(DATA PROVIDED begins)
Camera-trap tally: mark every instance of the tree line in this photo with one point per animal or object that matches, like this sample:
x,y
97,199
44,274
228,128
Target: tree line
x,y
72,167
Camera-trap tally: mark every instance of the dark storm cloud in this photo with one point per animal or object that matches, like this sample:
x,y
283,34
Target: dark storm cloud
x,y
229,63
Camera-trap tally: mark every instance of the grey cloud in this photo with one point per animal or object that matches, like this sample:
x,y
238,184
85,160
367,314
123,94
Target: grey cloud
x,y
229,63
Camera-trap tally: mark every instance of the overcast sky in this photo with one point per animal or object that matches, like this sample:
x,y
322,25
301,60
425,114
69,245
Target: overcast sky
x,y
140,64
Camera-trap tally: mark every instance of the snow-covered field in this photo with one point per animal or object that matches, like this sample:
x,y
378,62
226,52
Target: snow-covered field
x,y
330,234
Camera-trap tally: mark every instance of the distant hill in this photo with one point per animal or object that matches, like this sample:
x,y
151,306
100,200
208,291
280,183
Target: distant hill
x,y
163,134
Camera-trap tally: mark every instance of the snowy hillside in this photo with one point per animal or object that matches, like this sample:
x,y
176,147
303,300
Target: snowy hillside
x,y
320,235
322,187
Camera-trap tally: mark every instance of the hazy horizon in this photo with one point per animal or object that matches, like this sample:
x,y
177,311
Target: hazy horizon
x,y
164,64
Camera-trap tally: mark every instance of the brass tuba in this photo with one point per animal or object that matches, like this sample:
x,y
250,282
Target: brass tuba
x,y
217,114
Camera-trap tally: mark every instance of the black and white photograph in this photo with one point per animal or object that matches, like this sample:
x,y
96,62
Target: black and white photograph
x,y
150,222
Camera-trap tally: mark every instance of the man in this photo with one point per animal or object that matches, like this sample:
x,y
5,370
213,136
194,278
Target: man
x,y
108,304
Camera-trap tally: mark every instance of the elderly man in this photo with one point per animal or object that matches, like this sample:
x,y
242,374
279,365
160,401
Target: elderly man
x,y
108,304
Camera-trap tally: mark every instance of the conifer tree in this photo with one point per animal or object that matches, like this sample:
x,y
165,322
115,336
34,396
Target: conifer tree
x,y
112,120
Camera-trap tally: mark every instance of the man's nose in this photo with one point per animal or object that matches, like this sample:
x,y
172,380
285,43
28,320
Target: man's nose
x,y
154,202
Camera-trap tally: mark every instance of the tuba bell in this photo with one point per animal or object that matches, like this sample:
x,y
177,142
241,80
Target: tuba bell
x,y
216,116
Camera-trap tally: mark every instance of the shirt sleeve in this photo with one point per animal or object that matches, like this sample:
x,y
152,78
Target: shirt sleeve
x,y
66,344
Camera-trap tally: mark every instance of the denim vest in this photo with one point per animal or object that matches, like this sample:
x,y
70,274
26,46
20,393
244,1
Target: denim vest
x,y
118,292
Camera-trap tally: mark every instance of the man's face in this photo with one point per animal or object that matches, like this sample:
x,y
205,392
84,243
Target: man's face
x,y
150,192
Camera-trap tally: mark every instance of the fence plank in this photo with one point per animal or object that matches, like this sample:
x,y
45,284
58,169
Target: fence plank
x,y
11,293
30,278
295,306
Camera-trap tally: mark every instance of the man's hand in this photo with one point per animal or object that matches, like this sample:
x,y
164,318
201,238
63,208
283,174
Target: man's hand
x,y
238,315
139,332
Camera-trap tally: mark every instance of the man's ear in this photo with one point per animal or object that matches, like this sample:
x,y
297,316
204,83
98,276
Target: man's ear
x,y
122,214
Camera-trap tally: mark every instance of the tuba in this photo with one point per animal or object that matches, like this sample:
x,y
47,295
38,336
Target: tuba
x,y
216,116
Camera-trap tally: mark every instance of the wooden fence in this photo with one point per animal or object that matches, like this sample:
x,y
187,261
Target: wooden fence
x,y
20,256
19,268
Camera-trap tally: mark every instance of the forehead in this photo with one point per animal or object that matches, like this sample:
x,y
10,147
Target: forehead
(DATA PROVIDED ends)
[PROBLEM DESCRIPTION]: Could you copy each line in the listing above that includes the word "forehead"?

[FINISHED TASK]:
Camera-trap tally: mark every instance of the forehead in this photo with one point per animal or object that matches, like this sample:
Target: forehead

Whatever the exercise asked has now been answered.